### What is expected
Count the lines in the records below that contain the string "Target". Reply with the number alone.

— start of Dataset rows —

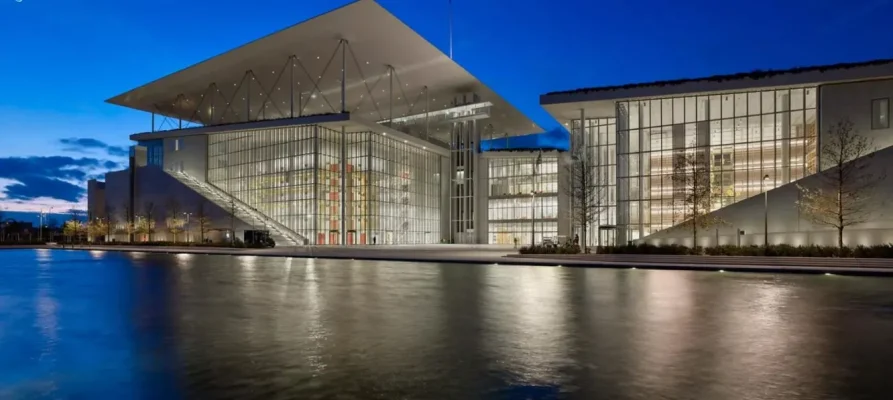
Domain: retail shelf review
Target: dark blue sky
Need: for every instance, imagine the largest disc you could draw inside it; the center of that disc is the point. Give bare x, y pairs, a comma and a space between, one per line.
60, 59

— end of Dataset rows —
— start of Dataset rows —

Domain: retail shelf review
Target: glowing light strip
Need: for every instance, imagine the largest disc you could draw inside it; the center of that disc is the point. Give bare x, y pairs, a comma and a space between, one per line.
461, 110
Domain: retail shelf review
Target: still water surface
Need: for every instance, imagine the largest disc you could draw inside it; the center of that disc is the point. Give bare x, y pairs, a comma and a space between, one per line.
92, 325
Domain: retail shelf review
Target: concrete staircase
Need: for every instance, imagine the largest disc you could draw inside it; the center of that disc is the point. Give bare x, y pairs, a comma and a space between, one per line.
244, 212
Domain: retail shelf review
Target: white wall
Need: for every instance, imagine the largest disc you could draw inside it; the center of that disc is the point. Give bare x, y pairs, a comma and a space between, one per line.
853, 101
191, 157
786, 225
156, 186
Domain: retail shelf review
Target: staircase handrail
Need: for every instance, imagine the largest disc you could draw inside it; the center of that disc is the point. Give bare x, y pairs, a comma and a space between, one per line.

— end of Dataset rows —

### Response for this exercise
6